• [DIRECTIONS]:
- 1) From the security settings text, extract the passage starting at "Droid Shield adds" and ending at "read or edited.".
- 2) According to the security settings text, what three things can Droid Shield scan when it is enabled?

Risk information is also emitted via OTEL so security teams can monitor how often high‑risk commands are proposed or attempted.

Command allowlists and denylists

Admins can define global and project‑specific allow/deny lists in hierarchical settings:
  • Deny lists – patterns for commands that are never permitted (for example, rm -rf, sudo *, curl *://sensitive-endpoint).
  • Allow lists – specific commands or patterns that can run without additional approval in certain environments.
Because settings are extension‑only:
  • Org‑level denies and allows cannot be removed by projects or users.
  • Projects can add additional allows or denies within their repos.
  • Users cannot weaken the policy; they can only choose stricter personal defaults.
This keeps command policy consistent across thousands of machines while still allowing local specialization.

Droid Shield: secret scanning and DLP

Droid Shield adds a dedicated layer of protection for secrets and sensitive content. When enabled, Droid Shield can:
  • Scan files before they are read or edited.
  • Scan prompts before they are sent to models.
  • Scan commands before they are executed.
It detects patterns such as:
  • API tokens and access keys.
  • Passwords and database connection strings.
  • Private keys and certificates.
  • Organization‑specific identifiers (configurable patterns).
Based on policy, Droid Shield can:
  • Block the operation entirely.
  • Redact the sensitive portions before continuing.

• [EXERCISE DATA]:
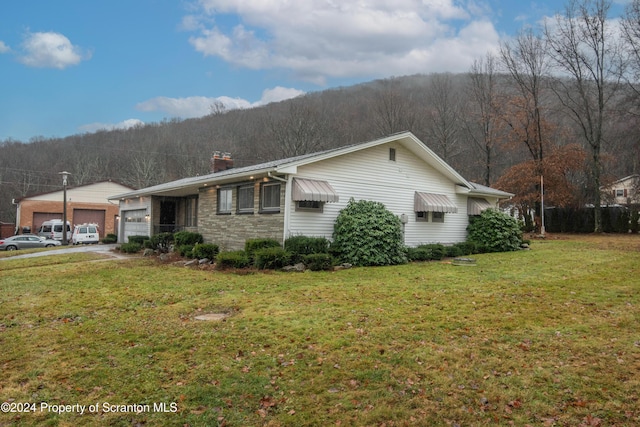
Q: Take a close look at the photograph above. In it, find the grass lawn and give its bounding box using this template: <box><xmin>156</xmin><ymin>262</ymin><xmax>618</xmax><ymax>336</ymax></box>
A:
<box><xmin>0</xmin><ymin>236</ymin><xmax>640</xmax><ymax>426</ymax></box>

• [RESULTS OF THE EXERCISE]:
- 1)
Droid Shield adds a dedicated layer of protection for secrets and sensitive content. When enabled, Droid Shield can:
  • Scan files before they are read or edited.

- 2) Files before they are read or edited, prompts before they are sent to models, and commands before they are executed.